### Information given
━━━

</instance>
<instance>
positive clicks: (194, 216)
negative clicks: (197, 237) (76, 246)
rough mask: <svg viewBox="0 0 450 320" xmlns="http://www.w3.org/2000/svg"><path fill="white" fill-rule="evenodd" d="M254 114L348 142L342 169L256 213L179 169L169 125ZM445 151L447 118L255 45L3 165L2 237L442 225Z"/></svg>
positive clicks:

━━━

### To-do item
Copy these rows out again word for word, keeping every line as it stands.

### Task response
</instance>
<instance>
positive clicks: (194, 216)
negative clicks: (197, 237) (76, 246)
rough mask: <svg viewBox="0 0 450 320" xmlns="http://www.w3.org/2000/svg"><path fill="white" fill-rule="evenodd" d="M254 114L348 142L342 169L256 213L179 169L169 125ZM445 151L447 118L255 45L3 165L2 237L442 225Z"/></svg>
positive clicks:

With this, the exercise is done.